─── Data shown ───
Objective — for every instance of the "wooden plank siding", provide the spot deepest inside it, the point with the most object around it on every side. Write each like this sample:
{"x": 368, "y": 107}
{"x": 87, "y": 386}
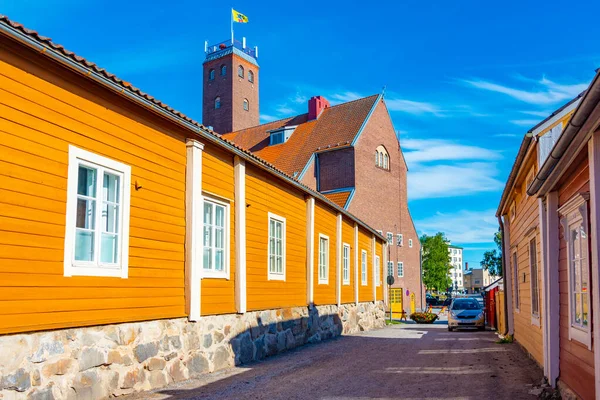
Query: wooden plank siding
{"x": 576, "y": 360}
{"x": 40, "y": 115}
{"x": 218, "y": 294}
{"x": 264, "y": 196}
{"x": 365, "y": 292}
{"x": 326, "y": 224}
{"x": 524, "y": 227}
{"x": 348, "y": 238}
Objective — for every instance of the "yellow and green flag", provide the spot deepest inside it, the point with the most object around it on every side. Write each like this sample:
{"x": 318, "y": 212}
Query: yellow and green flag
{"x": 239, "y": 17}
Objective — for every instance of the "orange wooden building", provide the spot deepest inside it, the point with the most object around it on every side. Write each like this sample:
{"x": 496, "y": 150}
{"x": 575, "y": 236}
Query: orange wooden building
{"x": 115, "y": 207}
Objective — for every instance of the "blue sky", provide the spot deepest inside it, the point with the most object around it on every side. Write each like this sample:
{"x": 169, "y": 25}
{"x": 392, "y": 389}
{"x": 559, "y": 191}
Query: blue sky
{"x": 464, "y": 79}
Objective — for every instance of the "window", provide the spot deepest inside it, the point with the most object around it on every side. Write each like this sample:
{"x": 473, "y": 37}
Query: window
{"x": 346, "y": 264}
{"x": 575, "y": 227}
{"x": 516, "y": 279}
{"x": 390, "y": 237}
{"x": 323, "y": 259}
{"x": 276, "y": 247}
{"x": 215, "y": 239}
{"x": 97, "y": 223}
{"x": 363, "y": 268}
{"x": 377, "y": 271}
{"x": 535, "y": 302}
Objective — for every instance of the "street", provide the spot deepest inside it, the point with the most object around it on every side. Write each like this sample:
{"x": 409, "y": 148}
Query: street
{"x": 398, "y": 362}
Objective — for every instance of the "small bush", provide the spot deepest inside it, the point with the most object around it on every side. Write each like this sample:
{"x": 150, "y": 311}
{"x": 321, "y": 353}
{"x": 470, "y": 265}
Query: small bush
{"x": 423, "y": 318}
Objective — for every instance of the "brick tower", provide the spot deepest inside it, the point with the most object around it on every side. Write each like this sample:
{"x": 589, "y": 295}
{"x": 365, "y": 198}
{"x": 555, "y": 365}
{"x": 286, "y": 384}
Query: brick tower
{"x": 230, "y": 94}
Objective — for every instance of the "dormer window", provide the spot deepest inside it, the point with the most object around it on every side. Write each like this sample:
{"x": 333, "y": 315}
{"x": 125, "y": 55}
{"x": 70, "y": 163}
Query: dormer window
{"x": 382, "y": 159}
{"x": 281, "y": 135}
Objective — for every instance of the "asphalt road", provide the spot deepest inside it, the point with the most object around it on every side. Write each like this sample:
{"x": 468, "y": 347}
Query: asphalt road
{"x": 398, "y": 362}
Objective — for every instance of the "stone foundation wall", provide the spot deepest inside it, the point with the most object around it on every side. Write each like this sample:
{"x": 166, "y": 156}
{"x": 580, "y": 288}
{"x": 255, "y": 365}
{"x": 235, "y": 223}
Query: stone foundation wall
{"x": 114, "y": 360}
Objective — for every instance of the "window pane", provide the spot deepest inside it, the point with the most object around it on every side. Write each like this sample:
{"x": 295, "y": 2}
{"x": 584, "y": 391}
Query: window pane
{"x": 84, "y": 245}
{"x": 86, "y": 181}
{"x": 86, "y": 213}
{"x": 109, "y": 248}
{"x": 208, "y": 258}
{"x": 111, "y": 185}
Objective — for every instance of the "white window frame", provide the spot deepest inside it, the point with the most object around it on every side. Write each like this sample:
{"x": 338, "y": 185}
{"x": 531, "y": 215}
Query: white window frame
{"x": 535, "y": 317}
{"x": 78, "y": 157}
{"x": 378, "y": 269}
{"x": 574, "y": 212}
{"x": 323, "y": 280}
{"x": 274, "y": 276}
{"x": 400, "y": 270}
{"x": 363, "y": 268}
{"x": 346, "y": 264}
{"x": 390, "y": 238}
{"x": 209, "y": 273}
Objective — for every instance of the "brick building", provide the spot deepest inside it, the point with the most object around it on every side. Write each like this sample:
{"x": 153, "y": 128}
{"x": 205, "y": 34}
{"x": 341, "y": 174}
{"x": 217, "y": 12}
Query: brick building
{"x": 348, "y": 152}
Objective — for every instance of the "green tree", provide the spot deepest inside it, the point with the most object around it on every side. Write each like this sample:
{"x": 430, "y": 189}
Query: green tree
{"x": 492, "y": 259}
{"x": 436, "y": 262}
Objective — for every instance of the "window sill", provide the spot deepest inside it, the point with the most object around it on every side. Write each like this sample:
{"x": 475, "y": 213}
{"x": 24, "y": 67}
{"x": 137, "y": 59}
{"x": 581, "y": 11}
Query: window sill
{"x": 75, "y": 270}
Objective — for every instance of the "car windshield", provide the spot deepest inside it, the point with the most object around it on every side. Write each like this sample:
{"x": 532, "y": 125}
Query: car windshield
{"x": 466, "y": 305}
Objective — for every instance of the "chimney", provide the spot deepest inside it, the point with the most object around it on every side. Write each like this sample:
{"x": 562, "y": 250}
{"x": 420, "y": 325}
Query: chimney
{"x": 316, "y": 105}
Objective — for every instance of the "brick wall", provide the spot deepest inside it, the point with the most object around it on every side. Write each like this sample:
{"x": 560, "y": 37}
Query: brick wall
{"x": 381, "y": 198}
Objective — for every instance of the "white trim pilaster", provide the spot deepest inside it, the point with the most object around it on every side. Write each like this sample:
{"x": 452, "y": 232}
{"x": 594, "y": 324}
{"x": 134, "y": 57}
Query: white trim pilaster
{"x": 552, "y": 302}
{"x": 594, "y": 168}
{"x": 338, "y": 261}
{"x": 374, "y": 278}
{"x": 193, "y": 228}
{"x": 356, "y": 263}
{"x": 239, "y": 171}
{"x": 310, "y": 250}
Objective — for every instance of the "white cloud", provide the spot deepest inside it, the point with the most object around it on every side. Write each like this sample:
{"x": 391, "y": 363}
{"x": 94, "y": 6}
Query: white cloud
{"x": 546, "y": 91}
{"x": 413, "y": 107}
{"x": 457, "y": 180}
{"x": 525, "y": 122}
{"x": 424, "y": 150}
{"x": 463, "y": 226}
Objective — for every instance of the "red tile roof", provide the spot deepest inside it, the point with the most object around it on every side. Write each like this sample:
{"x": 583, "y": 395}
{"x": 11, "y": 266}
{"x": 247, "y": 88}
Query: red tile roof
{"x": 336, "y": 126}
{"x": 339, "y": 198}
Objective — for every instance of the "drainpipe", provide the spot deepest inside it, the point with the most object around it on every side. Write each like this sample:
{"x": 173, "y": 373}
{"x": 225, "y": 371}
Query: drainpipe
{"x": 506, "y": 328}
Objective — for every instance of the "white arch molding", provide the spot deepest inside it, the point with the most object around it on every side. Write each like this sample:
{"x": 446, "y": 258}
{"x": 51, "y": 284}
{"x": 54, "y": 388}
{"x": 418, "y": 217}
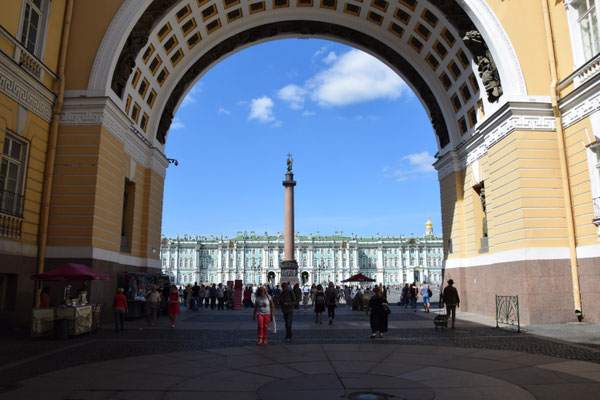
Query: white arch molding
{"x": 479, "y": 12}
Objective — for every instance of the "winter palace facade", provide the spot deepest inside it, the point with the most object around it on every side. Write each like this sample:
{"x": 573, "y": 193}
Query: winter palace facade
{"x": 255, "y": 259}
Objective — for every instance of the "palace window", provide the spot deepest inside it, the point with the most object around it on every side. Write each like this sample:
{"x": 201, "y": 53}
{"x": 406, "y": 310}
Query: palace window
{"x": 583, "y": 23}
{"x": 588, "y": 27}
{"x": 33, "y": 25}
{"x": 12, "y": 176}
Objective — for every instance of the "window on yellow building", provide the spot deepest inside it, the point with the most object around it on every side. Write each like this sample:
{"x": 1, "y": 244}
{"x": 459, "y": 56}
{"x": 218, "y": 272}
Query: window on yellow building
{"x": 32, "y": 25}
{"x": 588, "y": 26}
{"x": 12, "y": 174}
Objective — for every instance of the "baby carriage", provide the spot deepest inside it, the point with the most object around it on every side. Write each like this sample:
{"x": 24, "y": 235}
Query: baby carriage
{"x": 440, "y": 320}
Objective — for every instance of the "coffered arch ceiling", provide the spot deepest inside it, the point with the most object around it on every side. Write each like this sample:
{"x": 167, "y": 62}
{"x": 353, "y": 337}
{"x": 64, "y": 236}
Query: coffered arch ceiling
{"x": 165, "y": 46}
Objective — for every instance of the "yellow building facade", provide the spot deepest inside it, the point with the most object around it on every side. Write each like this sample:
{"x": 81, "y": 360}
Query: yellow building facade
{"x": 88, "y": 91}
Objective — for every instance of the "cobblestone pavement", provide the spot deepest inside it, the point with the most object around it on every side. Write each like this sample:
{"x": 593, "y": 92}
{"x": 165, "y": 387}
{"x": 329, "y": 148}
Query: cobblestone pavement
{"x": 216, "y": 336}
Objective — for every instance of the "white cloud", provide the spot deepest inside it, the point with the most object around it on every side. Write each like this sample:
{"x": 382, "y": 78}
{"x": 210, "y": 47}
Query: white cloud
{"x": 190, "y": 98}
{"x": 421, "y": 162}
{"x": 262, "y": 109}
{"x": 177, "y": 124}
{"x": 354, "y": 77}
{"x": 331, "y": 58}
{"x": 293, "y": 95}
{"x": 419, "y": 165}
{"x": 322, "y": 50}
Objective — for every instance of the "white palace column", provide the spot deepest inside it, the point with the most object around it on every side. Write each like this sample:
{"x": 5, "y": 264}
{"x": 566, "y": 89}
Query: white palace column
{"x": 380, "y": 265}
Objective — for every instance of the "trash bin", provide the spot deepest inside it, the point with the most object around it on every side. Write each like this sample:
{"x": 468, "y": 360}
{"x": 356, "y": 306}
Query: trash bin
{"x": 61, "y": 329}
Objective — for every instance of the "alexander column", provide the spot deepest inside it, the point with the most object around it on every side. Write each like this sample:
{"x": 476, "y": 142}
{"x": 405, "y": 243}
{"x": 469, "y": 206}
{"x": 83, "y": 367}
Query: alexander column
{"x": 289, "y": 266}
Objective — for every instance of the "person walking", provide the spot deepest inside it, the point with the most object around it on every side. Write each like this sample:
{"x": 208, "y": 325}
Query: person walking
{"x": 379, "y": 315}
{"x": 451, "y": 300}
{"x": 264, "y": 308}
{"x": 220, "y": 297}
{"x": 319, "y": 304}
{"x": 298, "y": 295}
{"x": 207, "y": 296}
{"x": 405, "y": 295}
{"x": 201, "y": 293}
{"x": 213, "y": 296}
{"x": 287, "y": 301}
{"x": 414, "y": 295}
{"x": 425, "y": 293}
{"x": 119, "y": 309}
{"x": 248, "y": 297}
{"x": 152, "y": 305}
{"x": 305, "y": 297}
{"x": 173, "y": 305}
{"x": 331, "y": 301}
{"x": 313, "y": 293}
{"x": 195, "y": 296}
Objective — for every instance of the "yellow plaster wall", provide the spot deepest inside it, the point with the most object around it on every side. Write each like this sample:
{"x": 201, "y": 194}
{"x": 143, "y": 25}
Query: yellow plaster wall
{"x": 10, "y": 16}
{"x": 526, "y": 196}
{"x": 523, "y": 22}
{"x": 91, "y": 19}
{"x": 576, "y": 138}
{"x": 86, "y": 210}
{"x": 451, "y": 193}
{"x": 56, "y": 17}
{"x": 35, "y": 133}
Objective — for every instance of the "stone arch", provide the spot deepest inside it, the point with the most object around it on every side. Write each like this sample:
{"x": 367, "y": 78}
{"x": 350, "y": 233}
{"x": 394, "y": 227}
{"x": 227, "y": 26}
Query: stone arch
{"x": 406, "y": 35}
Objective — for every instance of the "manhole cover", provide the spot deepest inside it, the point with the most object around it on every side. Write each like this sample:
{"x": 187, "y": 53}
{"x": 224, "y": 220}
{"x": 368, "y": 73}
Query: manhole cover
{"x": 7, "y": 387}
{"x": 369, "y": 396}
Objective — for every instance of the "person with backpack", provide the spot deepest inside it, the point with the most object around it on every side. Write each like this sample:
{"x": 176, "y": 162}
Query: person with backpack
{"x": 405, "y": 295}
{"x": 331, "y": 301}
{"x": 426, "y": 293}
{"x": 319, "y": 304}
{"x": 195, "y": 296}
{"x": 263, "y": 307}
{"x": 414, "y": 295}
{"x": 287, "y": 300}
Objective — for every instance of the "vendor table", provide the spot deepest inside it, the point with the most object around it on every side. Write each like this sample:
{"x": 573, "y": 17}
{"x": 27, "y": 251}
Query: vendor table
{"x": 80, "y": 319}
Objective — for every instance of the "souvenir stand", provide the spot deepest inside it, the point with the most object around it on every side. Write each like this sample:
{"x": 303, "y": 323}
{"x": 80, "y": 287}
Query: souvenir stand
{"x": 136, "y": 285}
{"x": 75, "y": 315}
{"x": 360, "y": 278}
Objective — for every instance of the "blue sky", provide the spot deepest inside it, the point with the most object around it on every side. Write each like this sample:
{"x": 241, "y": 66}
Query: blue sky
{"x": 361, "y": 141}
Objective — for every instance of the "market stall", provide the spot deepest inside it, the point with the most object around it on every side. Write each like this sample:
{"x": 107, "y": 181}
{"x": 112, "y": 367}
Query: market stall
{"x": 75, "y": 315}
{"x": 360, "y": 278}
{"x": 136, "y": 285}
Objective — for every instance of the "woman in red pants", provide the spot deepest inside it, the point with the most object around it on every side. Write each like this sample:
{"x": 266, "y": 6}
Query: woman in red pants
{"x": 173, "y": 305}
{"x": 263, "y": 306}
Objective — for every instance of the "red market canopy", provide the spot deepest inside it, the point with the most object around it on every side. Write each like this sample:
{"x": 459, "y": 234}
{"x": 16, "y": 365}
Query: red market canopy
{"x": 71, "y": 272}
{"x": 359, "y": 278}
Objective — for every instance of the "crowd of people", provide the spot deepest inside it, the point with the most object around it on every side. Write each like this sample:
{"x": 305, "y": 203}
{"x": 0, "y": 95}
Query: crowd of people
{"x": 265, "y": 299}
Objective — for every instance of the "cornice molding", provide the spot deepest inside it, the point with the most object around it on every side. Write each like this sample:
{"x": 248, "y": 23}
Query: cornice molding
{"x": 581, "y": 102}
{"x": 26, "y": 90}
{"x": 512, "y": 116}
{"x": 102, "y": 111}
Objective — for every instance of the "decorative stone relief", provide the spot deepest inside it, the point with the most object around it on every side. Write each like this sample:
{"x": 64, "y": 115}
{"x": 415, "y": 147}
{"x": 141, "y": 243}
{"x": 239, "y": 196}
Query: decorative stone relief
{"x": 103, "y": 112}
{"x": 25, "y": 90}
{"x": 485, "y": 64}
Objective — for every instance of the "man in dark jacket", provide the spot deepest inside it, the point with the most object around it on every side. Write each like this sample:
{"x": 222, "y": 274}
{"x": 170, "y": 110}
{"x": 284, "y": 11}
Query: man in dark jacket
{"x": 213, "y": 296}
{"x": 451, "y": 300}
{"x": 287, "y": 299}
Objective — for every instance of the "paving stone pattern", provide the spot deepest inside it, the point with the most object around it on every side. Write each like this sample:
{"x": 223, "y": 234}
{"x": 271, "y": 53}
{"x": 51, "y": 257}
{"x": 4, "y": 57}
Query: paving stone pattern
{"x": 210, "y": 349}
───
● Your instructions
Select and copy every line of the recorded data above that contains the string "road".

● Exercise solution
Objective — for every instance of the "asphalt road", provide the spot deepest inside it, the point with the most object around it on every side. Write each like this sample:
Query: asphalt road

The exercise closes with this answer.